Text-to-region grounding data
_ _ _ _ _ _ _
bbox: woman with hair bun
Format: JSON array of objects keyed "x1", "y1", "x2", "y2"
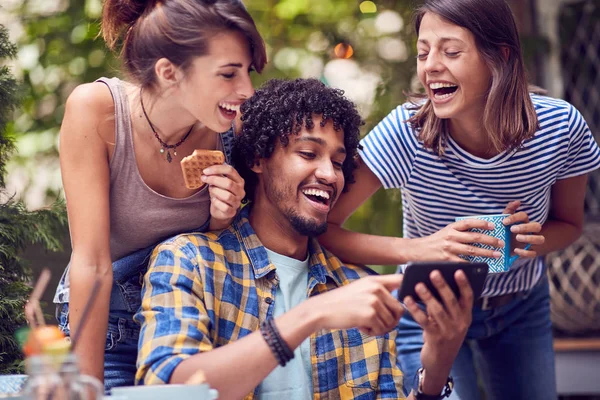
[
  {"x1": 321, "y1": 0, "x2": 600, "y2": 398},
  {"x1": 53, "y1": 0, "x2": 266, "y2": 390}
]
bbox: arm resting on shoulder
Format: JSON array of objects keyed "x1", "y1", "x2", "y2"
[{"x1": 320, "y1": 160, "x2": 416, "y2": 265}]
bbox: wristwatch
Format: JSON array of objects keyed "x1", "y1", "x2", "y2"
[{"x1": 412, "y1": 367, "x2": 454, "y2": 400}]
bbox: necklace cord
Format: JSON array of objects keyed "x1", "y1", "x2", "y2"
[{"x1": 139, "y1": 87, "x2": 194, "y2": 162}]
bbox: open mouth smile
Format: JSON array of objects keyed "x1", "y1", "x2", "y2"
[
  {"x1": 429, "y1": 82, "x2": 459, "y2": 102},
  {"x1": 218, "y1": 102, "x2": 240, "y2": 120},
  {"x1": 301, "y1": 188, "x2": 332, "y2": 213}
]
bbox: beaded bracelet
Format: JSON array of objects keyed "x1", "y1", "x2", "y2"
[
  {"x1": 260, "y1": 319, "x2": 294, "y2": 366},
  {"x1": 268, "y1": 321, "x2": 288, "y2": 365},
  {"x1": 267, "y1": 318, "x2": 294, "y2": 362},
  {"x1": 260, "y1": 321, "x2": 285, "y2": 366},
  {"x1": 266, "y1": 319, "x2": 293, "y2": 366}
]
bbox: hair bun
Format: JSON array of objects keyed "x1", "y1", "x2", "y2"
[{"x1": 101, "y1": 0, "x2": 160, "y2": 51}]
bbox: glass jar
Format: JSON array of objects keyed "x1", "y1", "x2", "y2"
[{"x1": 23, "y1": 354, "x2": 103, "y2": 400}]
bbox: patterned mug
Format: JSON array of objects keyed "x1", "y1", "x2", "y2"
[{"x1": 455, "y1": 213, "x2": 531, "y2": 273}]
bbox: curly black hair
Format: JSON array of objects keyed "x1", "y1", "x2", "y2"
[{"x1": 232, "y1": 78, "x2": 364, "y2": 202}]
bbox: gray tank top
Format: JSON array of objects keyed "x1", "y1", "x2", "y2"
[
  {"x1": 104, "y1": 77, "x2": 219, "y2": 260},
  {"x1": 54, "y1": 77, "x2": 225, "y2": 303}
]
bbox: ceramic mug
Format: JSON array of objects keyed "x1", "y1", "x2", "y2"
[
  {"x1": 110, "y1": 383, "x2": 218, "y2": 400},
  {"x1": 455, "y1": 213, "x2": 531, "y2": 273}
]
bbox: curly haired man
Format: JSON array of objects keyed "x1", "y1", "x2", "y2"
[{"x1": 135, "y1": 79, "x2": 473, "y2": 400}]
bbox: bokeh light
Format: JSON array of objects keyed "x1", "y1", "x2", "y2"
[
  {"x1": 377, "y1": 37, "x2": 408, "y2": 62},
  {"x1": 299, "y1": 56, "x2": 324, "y2": 79},
  {"x1": 323, "y1": 59, "x2": 381, "y2": 118},
  {"x1": 273, "y1": 47, "x2": 301, "y2": 70},
  {"x1": 359, "y1": 1, "x2": 377, "y2": 14},
  {"x1": 375, "y1": 10, "x2": 404, "y2": 34},
  {"x1": 307, "y1": 31, "x2": 330, "y2": 53},
  {"x1": 334, "y1": 43, "x2": 354, "y2": 59},
  {"x1": 357, "y1": 18, "x2": 378, "y2": 38}
]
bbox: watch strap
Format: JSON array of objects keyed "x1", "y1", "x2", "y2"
[
  {"x1": 413, "y1": 391, "x2": 447, "y2": 400},
  {"x1": 412, "y1": 367, "x2": 454, "y2": 400}
]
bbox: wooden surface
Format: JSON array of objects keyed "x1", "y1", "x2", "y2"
[{"x1": 554, "y1": 337, "x2": 600, "y2": 352}]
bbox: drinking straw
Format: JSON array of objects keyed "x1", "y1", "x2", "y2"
[
  {"x1": 25, "y1": 268, "x2": 51, "y2": 327},
  {"x1": 22, "y1": 268, "x2": 52, "y2": 357},
  {"x1": 69, "y1": 278, "x2": 102, "y2": 352},
  {"x1": 24, "y1": 302, "x2": 37, "y2": 329}
]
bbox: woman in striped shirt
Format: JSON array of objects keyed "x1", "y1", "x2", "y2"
[{"x1": 320, "y1": 0, "x2": 600, "y2": 398}]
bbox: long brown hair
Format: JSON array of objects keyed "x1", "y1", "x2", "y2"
[
  {"x1": 101, "y1": 0, "x2": 267, "y2": 88},
  {"x1": 407, "y1": 0, "x2": 540, "y2": 155}
]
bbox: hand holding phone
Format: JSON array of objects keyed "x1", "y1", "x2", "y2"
[
  {"x1": 397, "y1": 262, "x2": 488, "y2": 304},
  {"x1": 401, "y1": 264, "x2": 479, "y2": 394}
]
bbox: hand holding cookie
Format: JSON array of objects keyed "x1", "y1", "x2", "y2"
[
  {"x1": 203, "y1": 163, "x2": 245, "y2": 223},
  {"x1": 180, "y1": 149, "x2": 225, "y2": 190},
  {"x1": 181, "y1": 149, "x2": 245, "y2": 227}
]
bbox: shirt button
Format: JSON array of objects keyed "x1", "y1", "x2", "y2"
[{"x1": 265, "y1": 297, "x2": 273, "y2": 304}]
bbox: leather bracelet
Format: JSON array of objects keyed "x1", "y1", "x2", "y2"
[
  {"x1": 266, "y1": 318, "x2": 294, "y2": 362},
  {"x1": 260, "y1": 320, "x2": 284, "y2": 366}
]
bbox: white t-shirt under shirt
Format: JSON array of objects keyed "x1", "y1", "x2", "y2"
[
  {"x1": 359, "y1": 94, "x2": 600, "y2": 297},
  {"x1": 257, "y1": 248, "x2": 312, "y2": 400}
]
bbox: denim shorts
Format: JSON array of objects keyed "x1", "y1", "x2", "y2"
[
  {"x1": 57, "y1": 302, "x2": 139, "y2": 393},
  {"x1": 56, "y1": 261, "x2": 146, "y2": 393}
]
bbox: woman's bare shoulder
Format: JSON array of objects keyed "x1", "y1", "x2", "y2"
[
  {"x1": 61, "y1": 81, "x2": 117, "y2": 146},
  {"x1": 65, "y1": 81, "x2": 114, "y2": 116}
]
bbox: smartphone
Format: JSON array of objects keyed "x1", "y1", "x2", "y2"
[{"x1": 397, "y1": 262, "x2": 488, "y2": 304}]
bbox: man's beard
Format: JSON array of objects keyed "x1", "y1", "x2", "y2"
[
  {"x1": 264, "y1": 171, "x2": 329, "y2": 237},
  {"x1": 286, "y1": 208, "x2": 328, "y2": 237}
]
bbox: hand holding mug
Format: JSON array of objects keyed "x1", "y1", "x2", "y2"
[
  {"x1": 415, "y1": 219, "x2": 504, "y2": 263},
  {"x1": 455, "y1": 201, "x2": 545, "y2": 273},
  {"x1": 501, "y1": 200, "x2": 545, "y2": 258}
]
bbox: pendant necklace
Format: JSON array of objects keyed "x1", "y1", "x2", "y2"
[{"x1": 140, "y1": 88, "x2": 194, "y2": 163}]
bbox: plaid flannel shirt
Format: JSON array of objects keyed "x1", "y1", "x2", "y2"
[{"x1": 135, "y1": 206, "x2": 405, "y2": 399}]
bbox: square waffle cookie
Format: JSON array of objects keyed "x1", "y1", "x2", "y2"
[{"x1": 180, "y1": 149, "x2": 225, "y2": 189}]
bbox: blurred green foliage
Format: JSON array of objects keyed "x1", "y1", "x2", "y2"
[{"x1": 0, "y1": 23, "x2": 68, "y2": 374}]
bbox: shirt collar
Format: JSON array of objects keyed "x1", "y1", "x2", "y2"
[{"x1": 232, "y1": 206, "x2": 346, "y2": 288}]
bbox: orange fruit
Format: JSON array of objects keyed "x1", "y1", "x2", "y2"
[
  {"x1": 23, "y1": 326, "x2": 66, "y2": 356},
  {"x1": 22, "y1": 337, "x2": 40, "y2": 357},
  {"x1": 33, "y1": 326, "x2": 65, "y2": 344}
]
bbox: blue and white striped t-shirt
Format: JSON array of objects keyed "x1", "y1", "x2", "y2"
[{"x1": 359, "y1": 95, "x2": 600, "y2": 297}]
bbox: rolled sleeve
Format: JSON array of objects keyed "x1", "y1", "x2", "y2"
[
  {"x1": 135, "y1": 240, "x2": 214, "y2": 385},
  {"x1": 359, "y1": 105, "x2": 420, "y2": 190},
  {"x1": 557, "y1": 104, "x2": 600, "y2": 180}
]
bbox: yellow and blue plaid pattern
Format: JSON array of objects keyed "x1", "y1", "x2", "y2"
[{"x1": 135, "y1": 206, "x2": 404, "y2": 399}]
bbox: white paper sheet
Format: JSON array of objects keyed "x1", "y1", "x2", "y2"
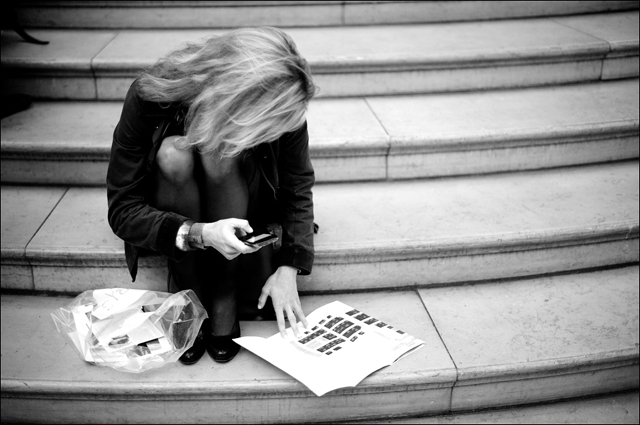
_ _ _ _ _ _ _
*What you will do*: Please report every line in the entries above that holds the string "hand".

*Result of the task*:
bbox: hand holding phone
bbox: hand holding cookie
bbox: hand holding mug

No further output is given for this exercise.